Saved entries
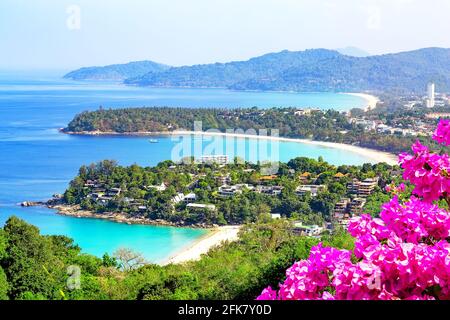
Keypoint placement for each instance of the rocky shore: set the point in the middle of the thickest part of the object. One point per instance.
(76, 211)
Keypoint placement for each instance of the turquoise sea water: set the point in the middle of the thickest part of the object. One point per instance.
(37, 161)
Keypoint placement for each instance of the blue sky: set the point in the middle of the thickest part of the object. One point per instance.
(44, 34)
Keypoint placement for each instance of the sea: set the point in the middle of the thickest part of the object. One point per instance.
(37, 161)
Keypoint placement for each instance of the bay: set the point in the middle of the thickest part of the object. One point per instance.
(37, 161)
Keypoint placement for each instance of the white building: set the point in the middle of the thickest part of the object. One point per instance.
(313, 189)
(201, 206)
(189, 198)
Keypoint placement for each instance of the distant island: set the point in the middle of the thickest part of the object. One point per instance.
(208, 193)
(315, 70)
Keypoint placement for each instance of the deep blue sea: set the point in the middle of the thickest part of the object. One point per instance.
(37, 161)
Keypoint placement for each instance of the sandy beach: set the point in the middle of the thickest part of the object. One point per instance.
(202, 245)
(375, 156)
(371, 100)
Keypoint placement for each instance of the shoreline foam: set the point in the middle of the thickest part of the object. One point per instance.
(375, 155)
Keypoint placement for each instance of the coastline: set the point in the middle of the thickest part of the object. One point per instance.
(76, 212)
(375, 155)
(204, 244)
(371, 100)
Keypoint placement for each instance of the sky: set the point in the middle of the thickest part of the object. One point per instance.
(67, 34)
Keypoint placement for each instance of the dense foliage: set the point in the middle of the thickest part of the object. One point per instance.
(202, 180)
(404, 254)
(116, 72)
(310, 70)
(330, 125)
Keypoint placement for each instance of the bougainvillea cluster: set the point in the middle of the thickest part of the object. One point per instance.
(403, 254)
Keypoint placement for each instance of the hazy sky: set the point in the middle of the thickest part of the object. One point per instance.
(65, 34)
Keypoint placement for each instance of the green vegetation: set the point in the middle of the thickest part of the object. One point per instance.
(117, 72)
(331, 126)
(150, 193)
(33, 266)
(317, 70)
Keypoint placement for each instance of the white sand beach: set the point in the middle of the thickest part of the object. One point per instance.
(371, 100)
(375, 155)
(202, 246)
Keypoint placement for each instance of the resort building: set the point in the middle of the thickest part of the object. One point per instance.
(367, 187)
(309, 231)
(313, 189)
(224, 180)
(363, 188)
(218, 159)
(161, 187)
(275, 216)
(431, 96)
(356, 206)
(190, 198)
(229, 191)
(268, 178)
(269, 190)
(178, 198)
(341, 208)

> **Exercise**:
Drop the pictures and reproduce the rest of the data exactly.

> **Result for this task**:
Keypoint placement for each instance of the rocky shore: set the point in the middle of the thickest part of the object. One point per instance.
(76, 211)
Keypoint placement for each instance of the turquoise sea water: set the point in the middle of the thickest part of the object. One point per instance.
(37, 161)
Keypoint placement for each instance of the blue sky: set the point in the middle of the thickest part of the object. One point per instance.
(44, 34)
Keypoint placement for each instance of the sea: set the point in the middle of the thickest part of the object. One point per instance.
(37, 161)
Keypoint placement for each instance of the bay: set the point in the middle of the thickest part of the object. One point per instance.
(37, 161)
Keypoint placement for each instance of the white building: set the point in the middle of the thickest part of the object. One point per instance.
(313, 189)
(201, 206)
(189, 198)
Keypoint placement for each instance of the distant island: set the point in the middle of the thickest part of the object. One point per instance.
(208, 193)
(315, 70)
Keypoint placement for each instance of the deep blue sea: set the point in the middle of the thickest part of the object. One point per instance.
(37, 161)
Keypoint placement for each instance of the sandy beach: set the point in the middle of the thickest part of the object. One point per instance.
(202, 245)
(375, 156)
(371, 100)
Keypoint placement for each instance of the shoreline foam: set the point in the middle of the thickest part of the object. One point per instance.
(375, 155)
Keypoint placement for each instance of the coastline: set the point in the middle of the thickest part of the object. One point per instance.
(76, 212)
(375, 155)
(204, 244)
(371, 100)
Keypoint placement for each instance of the sky: set the point in the middle of the thickest part of the object. One point per instance.
(67, 34)
Keypoint placement for each instance of the dense foliage: set the point in the middle of the thickest part of the object. One point per instance.
(202, 180)
(404, 254)
(116, 72)
(310, 70)
(330, 125)
Keypoint placement for each instance of the bougainvillea cluster: set the point in the middle of the thickest part of the object. One point per instance.
(403, 254)
Keypoint placement for each instance of the hazy sky: set the point in the middle of the thickest part of the object. One point per instance.
(65, 34)
Keypoint placement for each instance of the green vegetation: set the point in the middle of the thickest part of the object. One point per instance.
(117, 72)
(331, 126)
(150, 193)
(33, 266)
(317, 70)
Keypoint placement for each instance of the white sand beach: set the point in the middle of the thickest part of the object. One point per instance.
(371, 100)
(375, 155)
(202, 246)
Keypoint placement for each instance of the resort building: set the point in the middle of the thickest part of the object. One point per instance.
(367, 187)
(309, 231)
(313, 189)
(224, 180)
(363, 188)
(218, 159)
(161, 187)
(275, 216)
(431, 96)
(356, 206)
(190, 198)
(229, 191)
(268, 178)
(269, 190)
(178, 198)
(341, 208)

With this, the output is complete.